**WHAT TO DO**
Rewrite the entries from the line with "the green leafy" to the line with "x=465 y=642", both ends included and requests kept. Offset every x and y coordinate in the answers by adding 58.

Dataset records
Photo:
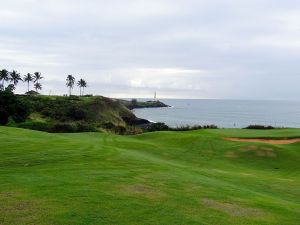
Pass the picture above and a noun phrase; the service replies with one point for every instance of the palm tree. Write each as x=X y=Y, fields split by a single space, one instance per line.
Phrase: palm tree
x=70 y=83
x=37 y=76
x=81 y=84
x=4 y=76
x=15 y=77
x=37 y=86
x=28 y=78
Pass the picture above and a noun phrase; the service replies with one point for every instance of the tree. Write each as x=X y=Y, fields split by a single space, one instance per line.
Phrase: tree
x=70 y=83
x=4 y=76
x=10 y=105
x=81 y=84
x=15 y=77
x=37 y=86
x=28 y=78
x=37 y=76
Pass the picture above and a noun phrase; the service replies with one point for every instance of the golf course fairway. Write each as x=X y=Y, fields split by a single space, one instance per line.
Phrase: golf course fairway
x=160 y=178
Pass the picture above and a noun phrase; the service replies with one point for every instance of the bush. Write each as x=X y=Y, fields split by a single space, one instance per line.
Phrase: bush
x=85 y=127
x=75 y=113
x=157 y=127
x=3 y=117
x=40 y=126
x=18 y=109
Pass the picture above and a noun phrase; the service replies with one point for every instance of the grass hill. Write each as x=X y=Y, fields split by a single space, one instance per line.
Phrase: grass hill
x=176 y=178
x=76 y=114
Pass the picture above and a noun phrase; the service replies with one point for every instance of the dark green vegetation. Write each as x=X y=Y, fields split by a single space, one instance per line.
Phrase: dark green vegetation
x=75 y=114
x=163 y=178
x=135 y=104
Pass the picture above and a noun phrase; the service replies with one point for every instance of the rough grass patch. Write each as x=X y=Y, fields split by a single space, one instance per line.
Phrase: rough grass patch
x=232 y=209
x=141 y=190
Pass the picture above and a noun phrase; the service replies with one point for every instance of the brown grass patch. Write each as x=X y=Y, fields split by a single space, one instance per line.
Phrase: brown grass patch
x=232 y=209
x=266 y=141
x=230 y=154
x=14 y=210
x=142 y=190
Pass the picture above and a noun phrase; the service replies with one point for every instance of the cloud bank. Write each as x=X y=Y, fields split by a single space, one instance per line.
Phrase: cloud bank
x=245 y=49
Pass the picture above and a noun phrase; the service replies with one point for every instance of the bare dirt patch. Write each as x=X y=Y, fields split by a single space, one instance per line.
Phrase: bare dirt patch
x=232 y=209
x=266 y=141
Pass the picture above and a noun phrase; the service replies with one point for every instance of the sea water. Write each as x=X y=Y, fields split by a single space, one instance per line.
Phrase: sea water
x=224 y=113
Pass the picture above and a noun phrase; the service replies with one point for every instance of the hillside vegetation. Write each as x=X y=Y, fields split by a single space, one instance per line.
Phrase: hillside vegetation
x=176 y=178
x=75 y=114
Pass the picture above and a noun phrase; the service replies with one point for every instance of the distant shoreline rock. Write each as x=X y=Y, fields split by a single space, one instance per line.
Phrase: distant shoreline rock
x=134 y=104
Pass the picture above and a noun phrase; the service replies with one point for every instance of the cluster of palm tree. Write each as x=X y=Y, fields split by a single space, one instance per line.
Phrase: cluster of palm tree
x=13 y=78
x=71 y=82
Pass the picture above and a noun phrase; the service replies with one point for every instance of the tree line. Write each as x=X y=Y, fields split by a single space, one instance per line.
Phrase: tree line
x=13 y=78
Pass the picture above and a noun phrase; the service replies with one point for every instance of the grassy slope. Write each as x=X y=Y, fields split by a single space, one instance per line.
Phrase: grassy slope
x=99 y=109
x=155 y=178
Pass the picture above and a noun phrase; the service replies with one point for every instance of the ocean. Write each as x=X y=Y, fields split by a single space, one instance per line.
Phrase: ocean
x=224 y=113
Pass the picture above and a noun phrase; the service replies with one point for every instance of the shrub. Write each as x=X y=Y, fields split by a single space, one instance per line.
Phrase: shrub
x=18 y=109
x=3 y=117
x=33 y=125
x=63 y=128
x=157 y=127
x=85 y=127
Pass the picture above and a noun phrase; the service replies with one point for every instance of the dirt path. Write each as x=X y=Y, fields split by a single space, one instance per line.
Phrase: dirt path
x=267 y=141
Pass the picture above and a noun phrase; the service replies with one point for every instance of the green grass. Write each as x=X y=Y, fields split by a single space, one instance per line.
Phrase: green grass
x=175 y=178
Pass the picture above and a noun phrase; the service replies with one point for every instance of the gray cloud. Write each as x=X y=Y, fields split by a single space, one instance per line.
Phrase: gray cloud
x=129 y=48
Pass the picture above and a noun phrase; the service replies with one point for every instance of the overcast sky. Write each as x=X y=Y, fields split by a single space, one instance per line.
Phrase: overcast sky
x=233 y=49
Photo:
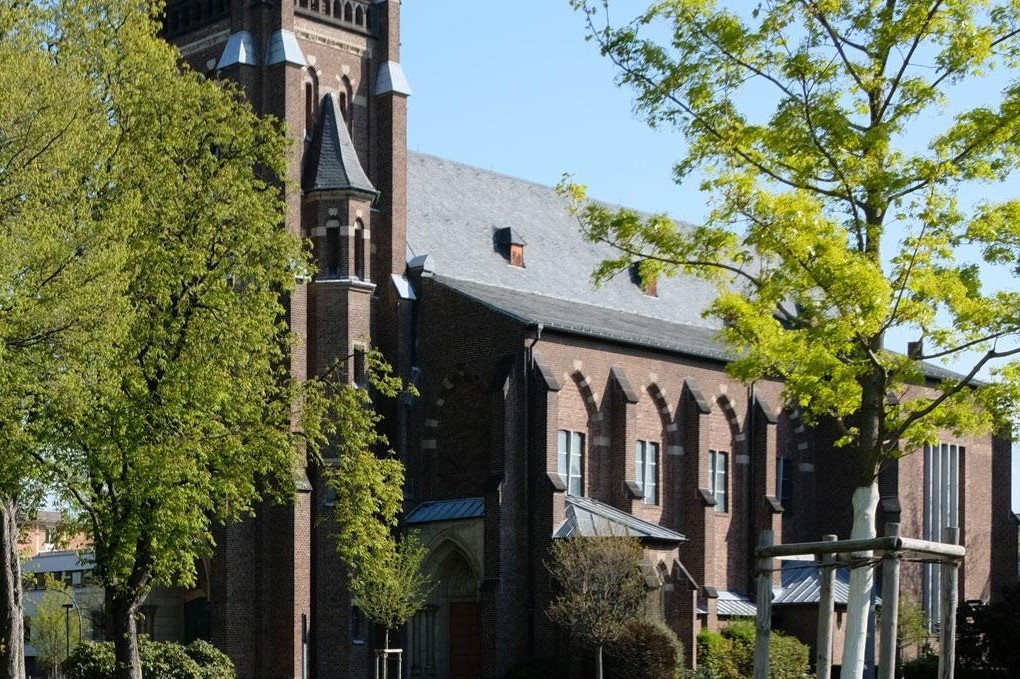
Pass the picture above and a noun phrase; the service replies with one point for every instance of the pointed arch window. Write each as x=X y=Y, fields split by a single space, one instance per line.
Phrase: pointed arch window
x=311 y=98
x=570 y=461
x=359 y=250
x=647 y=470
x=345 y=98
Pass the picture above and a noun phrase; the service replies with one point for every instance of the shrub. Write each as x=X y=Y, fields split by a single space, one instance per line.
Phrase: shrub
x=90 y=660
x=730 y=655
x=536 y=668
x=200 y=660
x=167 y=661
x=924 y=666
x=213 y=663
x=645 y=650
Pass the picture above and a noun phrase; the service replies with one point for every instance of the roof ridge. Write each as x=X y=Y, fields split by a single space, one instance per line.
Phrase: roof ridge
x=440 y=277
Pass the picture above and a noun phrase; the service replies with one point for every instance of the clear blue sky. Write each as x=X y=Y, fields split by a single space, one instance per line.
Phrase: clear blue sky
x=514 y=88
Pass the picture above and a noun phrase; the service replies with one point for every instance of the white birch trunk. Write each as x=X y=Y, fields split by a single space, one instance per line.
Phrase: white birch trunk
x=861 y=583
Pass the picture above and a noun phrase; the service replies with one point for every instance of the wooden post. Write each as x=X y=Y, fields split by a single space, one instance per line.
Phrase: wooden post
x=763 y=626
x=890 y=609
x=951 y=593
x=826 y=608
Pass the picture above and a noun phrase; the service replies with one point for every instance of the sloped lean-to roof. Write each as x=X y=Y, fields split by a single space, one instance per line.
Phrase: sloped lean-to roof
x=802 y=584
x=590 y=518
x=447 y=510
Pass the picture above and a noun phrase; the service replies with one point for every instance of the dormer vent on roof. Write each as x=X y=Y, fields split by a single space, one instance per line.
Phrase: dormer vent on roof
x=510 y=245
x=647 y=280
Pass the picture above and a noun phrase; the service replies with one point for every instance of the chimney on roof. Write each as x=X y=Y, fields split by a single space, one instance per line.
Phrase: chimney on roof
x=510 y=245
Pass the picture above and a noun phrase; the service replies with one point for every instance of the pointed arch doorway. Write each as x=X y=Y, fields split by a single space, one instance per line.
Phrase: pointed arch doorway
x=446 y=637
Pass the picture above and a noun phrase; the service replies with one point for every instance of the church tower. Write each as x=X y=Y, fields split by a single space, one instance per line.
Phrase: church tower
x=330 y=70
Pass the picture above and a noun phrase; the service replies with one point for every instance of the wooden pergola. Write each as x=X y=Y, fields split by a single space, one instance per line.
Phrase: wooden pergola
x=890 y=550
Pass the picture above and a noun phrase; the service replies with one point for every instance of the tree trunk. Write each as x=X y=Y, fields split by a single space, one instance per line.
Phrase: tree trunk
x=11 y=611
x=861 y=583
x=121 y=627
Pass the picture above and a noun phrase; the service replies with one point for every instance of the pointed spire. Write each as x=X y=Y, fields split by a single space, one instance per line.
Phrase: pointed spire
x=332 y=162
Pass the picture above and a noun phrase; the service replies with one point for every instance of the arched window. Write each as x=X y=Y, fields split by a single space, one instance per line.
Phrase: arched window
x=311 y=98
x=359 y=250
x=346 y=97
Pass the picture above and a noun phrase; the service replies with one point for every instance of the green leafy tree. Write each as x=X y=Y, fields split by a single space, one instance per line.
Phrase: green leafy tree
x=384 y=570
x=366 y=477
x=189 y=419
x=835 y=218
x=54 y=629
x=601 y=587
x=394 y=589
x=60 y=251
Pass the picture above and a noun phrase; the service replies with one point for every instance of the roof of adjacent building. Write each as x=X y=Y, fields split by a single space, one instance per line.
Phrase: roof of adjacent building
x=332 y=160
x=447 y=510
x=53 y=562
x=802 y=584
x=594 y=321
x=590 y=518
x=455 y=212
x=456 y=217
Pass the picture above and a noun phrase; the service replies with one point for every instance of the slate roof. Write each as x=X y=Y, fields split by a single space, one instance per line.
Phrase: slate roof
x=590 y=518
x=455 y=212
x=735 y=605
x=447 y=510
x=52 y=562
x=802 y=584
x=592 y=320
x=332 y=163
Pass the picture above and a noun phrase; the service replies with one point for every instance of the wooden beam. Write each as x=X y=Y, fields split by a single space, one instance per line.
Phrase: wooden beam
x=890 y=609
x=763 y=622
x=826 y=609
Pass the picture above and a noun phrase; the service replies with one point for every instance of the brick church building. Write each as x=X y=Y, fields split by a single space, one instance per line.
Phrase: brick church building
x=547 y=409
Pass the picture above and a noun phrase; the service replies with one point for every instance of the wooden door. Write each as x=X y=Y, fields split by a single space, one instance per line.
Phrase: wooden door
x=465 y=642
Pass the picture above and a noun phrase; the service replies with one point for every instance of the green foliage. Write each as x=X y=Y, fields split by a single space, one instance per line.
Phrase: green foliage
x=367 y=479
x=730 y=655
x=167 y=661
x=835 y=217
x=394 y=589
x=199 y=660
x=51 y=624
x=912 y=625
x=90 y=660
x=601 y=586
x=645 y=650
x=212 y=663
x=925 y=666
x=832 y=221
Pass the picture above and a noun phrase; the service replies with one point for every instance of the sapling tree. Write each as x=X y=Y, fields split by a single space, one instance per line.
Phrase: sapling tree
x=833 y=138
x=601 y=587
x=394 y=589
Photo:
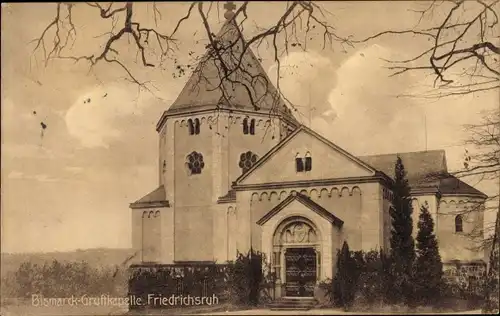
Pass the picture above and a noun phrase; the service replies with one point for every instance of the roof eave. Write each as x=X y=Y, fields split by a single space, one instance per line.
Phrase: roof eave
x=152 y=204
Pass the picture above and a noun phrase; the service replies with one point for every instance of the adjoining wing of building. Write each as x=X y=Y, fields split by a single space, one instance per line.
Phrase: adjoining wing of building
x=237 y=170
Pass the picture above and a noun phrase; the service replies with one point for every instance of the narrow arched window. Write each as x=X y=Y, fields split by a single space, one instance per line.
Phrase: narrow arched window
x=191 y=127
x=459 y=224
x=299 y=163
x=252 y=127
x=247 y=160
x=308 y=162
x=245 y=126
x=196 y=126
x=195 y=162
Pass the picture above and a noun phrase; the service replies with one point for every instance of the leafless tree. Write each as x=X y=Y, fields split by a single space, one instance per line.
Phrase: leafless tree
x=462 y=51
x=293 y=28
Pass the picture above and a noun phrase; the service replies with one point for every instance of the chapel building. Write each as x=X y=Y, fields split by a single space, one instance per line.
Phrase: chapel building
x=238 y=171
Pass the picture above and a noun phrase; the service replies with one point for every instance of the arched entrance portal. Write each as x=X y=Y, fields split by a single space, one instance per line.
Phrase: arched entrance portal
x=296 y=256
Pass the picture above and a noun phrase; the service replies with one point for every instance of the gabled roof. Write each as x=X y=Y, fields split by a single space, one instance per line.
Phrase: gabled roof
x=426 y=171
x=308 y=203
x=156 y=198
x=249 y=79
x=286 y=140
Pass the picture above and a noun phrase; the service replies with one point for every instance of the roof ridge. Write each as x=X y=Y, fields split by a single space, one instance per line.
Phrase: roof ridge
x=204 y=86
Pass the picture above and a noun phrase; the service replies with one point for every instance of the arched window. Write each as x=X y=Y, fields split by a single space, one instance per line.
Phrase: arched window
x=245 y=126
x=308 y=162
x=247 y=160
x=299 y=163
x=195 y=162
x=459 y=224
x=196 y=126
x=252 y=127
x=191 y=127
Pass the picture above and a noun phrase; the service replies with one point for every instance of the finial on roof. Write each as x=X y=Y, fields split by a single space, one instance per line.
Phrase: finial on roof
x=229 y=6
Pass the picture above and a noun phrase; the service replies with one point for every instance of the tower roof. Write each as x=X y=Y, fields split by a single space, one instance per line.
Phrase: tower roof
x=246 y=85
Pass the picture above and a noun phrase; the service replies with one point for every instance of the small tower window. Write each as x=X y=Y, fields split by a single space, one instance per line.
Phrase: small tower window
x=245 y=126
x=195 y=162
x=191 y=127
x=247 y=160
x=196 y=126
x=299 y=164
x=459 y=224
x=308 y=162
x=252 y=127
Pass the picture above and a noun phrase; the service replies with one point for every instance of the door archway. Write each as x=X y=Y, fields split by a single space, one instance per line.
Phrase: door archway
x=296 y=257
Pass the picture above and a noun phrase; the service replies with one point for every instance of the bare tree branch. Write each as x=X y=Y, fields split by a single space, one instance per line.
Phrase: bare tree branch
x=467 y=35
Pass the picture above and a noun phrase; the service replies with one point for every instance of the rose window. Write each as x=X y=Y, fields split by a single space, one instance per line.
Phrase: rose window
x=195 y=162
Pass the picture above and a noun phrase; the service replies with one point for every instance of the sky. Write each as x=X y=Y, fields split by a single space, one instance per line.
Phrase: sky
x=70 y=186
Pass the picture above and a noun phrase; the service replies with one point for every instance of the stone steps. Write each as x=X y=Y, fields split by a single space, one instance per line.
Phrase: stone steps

**ANSWER TO THIS PROBLEM**
Pass the picture above and a noun phrase; the service replies with one point for every instance of the green leafy tree. Write each as x=X y=Y, fields split by a single space, one instance per line.
Phrase: green leafy tree
x=442 y=628
x=424 y=535
x=247 y=477
x=893 y=276
x=112 y=687
x=659 y=645
x=452 y=647
x=118 y=309
Pass the picture above and a noun phrase; the service replies with one point for every instance of the roof of adjacent building. Write each as x=X y=Y, fields split by a single space, one instance per line.
Phrase: roof of adjacent building
x=390 y=218
x=505 y=568
x=111 y=620
x=860 y=642
x=652 y=379
x=648 y=576
x=513 y=270
x=514 y=275
Pass the picture above and a noun phrase; the service replies with one point for every instance of the slate roof. Write each as x=X y=Y, fields split by a single space, one instance per line.
Phrase: slate roof
x=648 y=576
x=513 y=270
x=793 y=663
x=505 y=568
x=110 y=620
x=860 y=642
x=650 y=378
x=390 y=221
Pass the picture above and a noun phrase; the service replies with one point for every instance of the wooden beam. Write each as x=X y=Y, fields split by a single space, one instance per line.
Phrase: wooden beam
x=948 y=667
x=821 y=680
x=884 y=667
Pass the picture above and a noun phrase; the service replies with one point for every instance of the brick church building. Write each as x=X y=Y, fields split by a single space, one instance per line.
Phrase: brick church building
x=605 y=467
Pass the picture above and a noun phrase; the service replies with one point for every instance of the wooden door. Write each as x=X y=Y, fields split by a single space, one instance per line.
Phrase: wooden door
x=523 y=700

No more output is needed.